* WHAT TO WORK ON
Your copy should match the entries exactly, with no images carried over.

┌─ GIVEN DATA

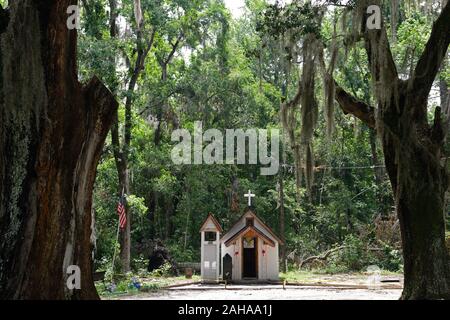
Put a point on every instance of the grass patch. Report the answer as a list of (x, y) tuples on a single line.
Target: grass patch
[(147, 284)]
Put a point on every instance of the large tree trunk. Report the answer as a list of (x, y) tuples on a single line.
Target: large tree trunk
[(419, 179), (413, 151), (52, 131)]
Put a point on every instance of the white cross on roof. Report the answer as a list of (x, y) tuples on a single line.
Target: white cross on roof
[(249, 195)]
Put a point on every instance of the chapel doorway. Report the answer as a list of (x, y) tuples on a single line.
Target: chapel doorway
[(250, 258), (227, 267)]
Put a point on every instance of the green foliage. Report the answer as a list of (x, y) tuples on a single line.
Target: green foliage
[(235, 74)]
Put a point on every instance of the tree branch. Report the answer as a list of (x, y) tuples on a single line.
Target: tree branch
[(351, 105), (382, 64), (432, 57)]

└─

* RESPONSE
Put a point on every instance of the grass patch. Report the answer as a list of (x, y) tuples on a single line.
Target: grass patch
[(147, 284)]
Put a point on every instance of the large tree trunk. Report the answer as a list of (x, y) tuples on a single line.
Target: large tree trunk
[(419, 179), (413, 151), (52, 131)]
Put a point on every instance of the white cross on roof. Report the answer as a list of (x, y) tuples on a single line.
Target: white cross on roof
[(249, 195)]
Put a point on every instance of the chapel doorway. Report the answer as a list of (x, y) tuples on a single line.
Target: chapel doorway
[(250, 258), (227, 267)]
Put a point on every instance of the green foliage. Report the answer as a list of (x, y) tuples on a single line.
Target: green foliage
[(235, 74)]
Put a point on every instance of the tree branch. Report the answer as a list of (x, y) tuples on a single line.
Target: tree branch
[(351, 105), (382, 64), (432, 57)]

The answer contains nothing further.